Stored entries -

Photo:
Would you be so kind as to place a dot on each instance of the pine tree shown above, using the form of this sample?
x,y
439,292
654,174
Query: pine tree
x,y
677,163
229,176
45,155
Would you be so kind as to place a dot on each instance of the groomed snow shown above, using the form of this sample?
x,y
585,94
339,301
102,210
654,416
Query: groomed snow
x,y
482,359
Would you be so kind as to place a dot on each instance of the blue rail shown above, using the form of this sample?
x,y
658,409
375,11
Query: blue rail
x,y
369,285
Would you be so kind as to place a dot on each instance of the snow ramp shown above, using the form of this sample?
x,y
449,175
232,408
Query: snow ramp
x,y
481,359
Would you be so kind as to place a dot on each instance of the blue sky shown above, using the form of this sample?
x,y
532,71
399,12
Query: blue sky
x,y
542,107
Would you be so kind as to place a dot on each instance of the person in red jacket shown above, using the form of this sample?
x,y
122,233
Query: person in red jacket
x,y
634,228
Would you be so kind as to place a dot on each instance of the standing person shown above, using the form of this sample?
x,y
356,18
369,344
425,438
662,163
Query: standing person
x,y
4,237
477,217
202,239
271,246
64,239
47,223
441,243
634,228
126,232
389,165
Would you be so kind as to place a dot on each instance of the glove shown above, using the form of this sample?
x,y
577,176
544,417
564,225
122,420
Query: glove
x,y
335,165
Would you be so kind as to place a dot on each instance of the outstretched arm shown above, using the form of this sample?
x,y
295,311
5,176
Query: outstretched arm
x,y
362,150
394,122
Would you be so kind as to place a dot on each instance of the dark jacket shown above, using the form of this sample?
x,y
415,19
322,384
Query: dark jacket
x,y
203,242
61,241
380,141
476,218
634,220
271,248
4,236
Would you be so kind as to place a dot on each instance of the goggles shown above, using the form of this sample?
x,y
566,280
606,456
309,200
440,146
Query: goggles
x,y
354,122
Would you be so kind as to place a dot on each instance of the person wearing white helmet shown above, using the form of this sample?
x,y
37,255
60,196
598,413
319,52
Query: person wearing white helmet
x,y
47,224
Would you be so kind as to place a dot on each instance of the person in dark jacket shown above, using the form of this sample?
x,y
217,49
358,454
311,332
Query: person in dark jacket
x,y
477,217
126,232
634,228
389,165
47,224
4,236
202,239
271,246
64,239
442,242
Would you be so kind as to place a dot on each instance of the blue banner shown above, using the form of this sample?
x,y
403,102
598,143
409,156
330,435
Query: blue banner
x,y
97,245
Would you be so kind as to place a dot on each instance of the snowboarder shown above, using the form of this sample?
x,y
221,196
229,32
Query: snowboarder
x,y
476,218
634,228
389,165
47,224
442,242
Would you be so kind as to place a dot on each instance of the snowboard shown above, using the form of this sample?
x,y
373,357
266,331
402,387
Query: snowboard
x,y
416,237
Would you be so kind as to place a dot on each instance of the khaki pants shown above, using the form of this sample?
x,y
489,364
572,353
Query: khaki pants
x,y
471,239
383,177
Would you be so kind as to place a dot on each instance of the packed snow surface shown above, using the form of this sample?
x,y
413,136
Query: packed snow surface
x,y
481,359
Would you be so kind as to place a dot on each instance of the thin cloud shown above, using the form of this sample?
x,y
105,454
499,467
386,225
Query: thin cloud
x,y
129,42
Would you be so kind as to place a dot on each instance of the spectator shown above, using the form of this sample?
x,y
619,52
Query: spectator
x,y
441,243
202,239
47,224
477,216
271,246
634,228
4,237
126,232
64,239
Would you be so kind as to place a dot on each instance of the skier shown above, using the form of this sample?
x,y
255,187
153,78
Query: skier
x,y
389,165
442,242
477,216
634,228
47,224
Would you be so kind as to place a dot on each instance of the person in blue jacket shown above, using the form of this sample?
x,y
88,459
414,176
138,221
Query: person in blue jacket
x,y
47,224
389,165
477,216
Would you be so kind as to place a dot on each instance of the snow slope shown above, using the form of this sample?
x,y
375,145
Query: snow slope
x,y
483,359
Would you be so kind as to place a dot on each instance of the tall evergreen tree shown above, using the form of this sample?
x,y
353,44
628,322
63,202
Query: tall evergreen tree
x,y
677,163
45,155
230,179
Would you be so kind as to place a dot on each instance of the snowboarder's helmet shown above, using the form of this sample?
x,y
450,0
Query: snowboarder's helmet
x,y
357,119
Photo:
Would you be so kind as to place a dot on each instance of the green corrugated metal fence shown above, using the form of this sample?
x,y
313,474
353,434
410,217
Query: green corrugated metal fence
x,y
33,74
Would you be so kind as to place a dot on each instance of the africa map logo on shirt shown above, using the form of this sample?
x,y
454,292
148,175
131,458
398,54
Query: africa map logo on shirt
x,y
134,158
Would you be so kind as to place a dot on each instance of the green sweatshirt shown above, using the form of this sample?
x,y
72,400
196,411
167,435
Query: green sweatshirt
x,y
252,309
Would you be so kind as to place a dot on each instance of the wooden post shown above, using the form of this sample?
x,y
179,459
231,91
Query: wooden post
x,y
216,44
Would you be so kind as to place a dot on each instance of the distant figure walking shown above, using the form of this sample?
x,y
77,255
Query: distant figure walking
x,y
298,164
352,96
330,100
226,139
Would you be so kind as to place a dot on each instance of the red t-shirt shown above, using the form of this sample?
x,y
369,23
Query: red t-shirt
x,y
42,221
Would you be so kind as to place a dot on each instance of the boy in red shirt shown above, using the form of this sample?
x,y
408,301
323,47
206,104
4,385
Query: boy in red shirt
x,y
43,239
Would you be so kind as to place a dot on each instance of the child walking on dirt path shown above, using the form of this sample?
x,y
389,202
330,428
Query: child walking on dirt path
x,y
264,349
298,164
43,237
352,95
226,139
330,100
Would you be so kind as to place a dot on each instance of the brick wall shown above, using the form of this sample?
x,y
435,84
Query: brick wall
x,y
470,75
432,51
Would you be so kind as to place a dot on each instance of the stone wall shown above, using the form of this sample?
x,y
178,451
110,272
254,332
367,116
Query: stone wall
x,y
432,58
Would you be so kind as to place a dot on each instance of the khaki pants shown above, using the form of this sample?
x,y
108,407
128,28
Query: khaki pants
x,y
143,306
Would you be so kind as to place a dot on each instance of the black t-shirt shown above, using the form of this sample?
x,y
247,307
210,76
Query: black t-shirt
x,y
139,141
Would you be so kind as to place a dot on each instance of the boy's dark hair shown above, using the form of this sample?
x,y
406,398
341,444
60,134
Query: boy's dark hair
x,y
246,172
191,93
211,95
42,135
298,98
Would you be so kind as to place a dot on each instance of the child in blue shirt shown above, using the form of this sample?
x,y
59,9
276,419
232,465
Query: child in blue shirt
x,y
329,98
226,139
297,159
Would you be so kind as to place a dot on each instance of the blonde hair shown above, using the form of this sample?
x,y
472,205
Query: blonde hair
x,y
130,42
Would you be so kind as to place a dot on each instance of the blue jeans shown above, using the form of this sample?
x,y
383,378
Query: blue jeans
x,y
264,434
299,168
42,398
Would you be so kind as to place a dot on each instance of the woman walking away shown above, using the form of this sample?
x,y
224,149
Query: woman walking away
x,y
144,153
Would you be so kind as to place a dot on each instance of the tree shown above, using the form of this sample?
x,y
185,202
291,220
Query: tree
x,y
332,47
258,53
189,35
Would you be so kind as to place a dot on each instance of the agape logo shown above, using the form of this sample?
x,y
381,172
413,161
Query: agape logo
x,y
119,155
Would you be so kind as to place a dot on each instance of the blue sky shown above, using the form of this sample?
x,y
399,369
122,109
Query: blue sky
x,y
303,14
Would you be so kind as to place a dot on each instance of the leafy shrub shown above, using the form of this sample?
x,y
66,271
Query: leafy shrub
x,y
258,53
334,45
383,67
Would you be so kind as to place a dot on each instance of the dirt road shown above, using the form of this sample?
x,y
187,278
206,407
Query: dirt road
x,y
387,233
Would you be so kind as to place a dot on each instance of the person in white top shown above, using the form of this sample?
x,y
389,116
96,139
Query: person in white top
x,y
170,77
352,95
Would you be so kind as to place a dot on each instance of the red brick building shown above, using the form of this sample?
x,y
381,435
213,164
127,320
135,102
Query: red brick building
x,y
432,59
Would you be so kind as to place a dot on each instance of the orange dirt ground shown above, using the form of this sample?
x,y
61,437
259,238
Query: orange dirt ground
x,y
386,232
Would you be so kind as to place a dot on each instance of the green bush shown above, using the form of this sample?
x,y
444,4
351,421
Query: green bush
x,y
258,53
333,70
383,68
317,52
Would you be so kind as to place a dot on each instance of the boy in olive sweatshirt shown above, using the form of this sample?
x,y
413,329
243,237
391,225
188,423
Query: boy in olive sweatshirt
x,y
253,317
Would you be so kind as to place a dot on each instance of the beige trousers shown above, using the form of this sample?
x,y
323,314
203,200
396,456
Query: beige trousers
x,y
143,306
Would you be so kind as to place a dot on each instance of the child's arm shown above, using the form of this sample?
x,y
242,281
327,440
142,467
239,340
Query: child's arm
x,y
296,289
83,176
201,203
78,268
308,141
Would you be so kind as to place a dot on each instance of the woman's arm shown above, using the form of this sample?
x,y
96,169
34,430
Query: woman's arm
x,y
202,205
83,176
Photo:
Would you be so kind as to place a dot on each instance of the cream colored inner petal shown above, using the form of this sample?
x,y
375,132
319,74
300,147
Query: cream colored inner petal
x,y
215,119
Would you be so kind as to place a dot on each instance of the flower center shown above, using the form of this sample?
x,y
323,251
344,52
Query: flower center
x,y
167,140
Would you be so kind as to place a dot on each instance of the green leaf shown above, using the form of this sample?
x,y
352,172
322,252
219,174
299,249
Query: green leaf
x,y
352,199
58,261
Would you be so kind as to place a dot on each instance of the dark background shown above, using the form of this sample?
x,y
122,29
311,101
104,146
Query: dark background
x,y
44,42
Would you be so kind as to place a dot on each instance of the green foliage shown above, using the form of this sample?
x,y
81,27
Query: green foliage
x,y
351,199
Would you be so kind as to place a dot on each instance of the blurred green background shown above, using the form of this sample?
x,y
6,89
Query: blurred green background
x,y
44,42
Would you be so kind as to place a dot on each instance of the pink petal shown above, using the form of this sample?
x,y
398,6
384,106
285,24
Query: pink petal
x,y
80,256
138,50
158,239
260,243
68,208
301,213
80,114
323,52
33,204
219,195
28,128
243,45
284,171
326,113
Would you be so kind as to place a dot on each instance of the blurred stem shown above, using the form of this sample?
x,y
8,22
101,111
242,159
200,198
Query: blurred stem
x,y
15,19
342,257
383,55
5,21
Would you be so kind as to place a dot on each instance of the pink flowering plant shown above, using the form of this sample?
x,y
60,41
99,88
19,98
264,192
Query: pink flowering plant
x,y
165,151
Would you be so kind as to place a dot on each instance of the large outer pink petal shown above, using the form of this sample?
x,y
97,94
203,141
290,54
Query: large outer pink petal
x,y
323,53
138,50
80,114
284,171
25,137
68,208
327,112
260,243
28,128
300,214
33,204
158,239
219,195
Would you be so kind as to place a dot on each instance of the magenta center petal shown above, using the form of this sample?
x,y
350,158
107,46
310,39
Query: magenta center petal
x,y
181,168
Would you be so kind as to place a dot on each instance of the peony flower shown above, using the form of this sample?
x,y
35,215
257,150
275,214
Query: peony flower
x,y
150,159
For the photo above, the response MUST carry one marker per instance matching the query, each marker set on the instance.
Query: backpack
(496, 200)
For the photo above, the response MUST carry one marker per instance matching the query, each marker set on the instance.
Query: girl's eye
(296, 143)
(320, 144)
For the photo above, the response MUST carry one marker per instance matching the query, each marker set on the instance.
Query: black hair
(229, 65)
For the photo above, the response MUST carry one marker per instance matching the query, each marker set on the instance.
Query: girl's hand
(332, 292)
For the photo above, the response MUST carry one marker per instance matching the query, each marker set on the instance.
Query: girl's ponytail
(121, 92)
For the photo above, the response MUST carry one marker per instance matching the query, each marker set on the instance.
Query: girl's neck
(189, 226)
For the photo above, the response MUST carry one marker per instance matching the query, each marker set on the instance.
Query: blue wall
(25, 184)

Your objective - Quote, without any change, each line from the one that contains "of the large" through the end of the material.

Task answer -
Would you be so kind as to place a dot on each instance of the large outer pink petal shown above, using the form of this sample?
x,y
97,94
203,141
290,54
Query: large outer pink petal
x,y
323,53
138,50
80,114
284,171
25,137
68,208
327,112
260,243
28,128
300,214
33,204
158,239
219,195
Would you be so kind as to place a dot on each instance of the magenta center petal shown above, using the form of this sample?
x,y
350,158
107,46
310,39
Query: magenta center petal
x,y
181,168
Would you be so kind as to place a dot on each instance of the peony flower shown above, using the form of this sample?
x,y
35,215
257,150
275,214
Query: peony flower
x,y
150,159
For the photo above, the response MUST carry one marker per instance matching the query, each marker set on the instance.
Query: backpack
(496, 200)
For the photo above, the response MUST carry one marker per instance matching the query, each marker set on the instance.
Query: girl's eye
(296, 143)
(320, 144)
For the photo above, the response MUST carry one marker per instance matching the query, each marker set on the instance.
Query: black hair
(229, 65)
For the photo above, the response MUST carry one marker per instance matching the query, each marker set on the instance.
Query: girl's hand
(332, 292)
For the photo above, the response MUST carry one marker per instance matching the query, each marker set on the instance.
Query: girl's ponytail
(121, 92)
For the photo above, the response MUST carry one marker per instance matching the query, each marker set on the instance.
Query: girl's neck
(189, 226)
For the photo above, the response MUST carry one marker per instance matching the query, each marker set on the instance.
Query: blue wall
(25, 184)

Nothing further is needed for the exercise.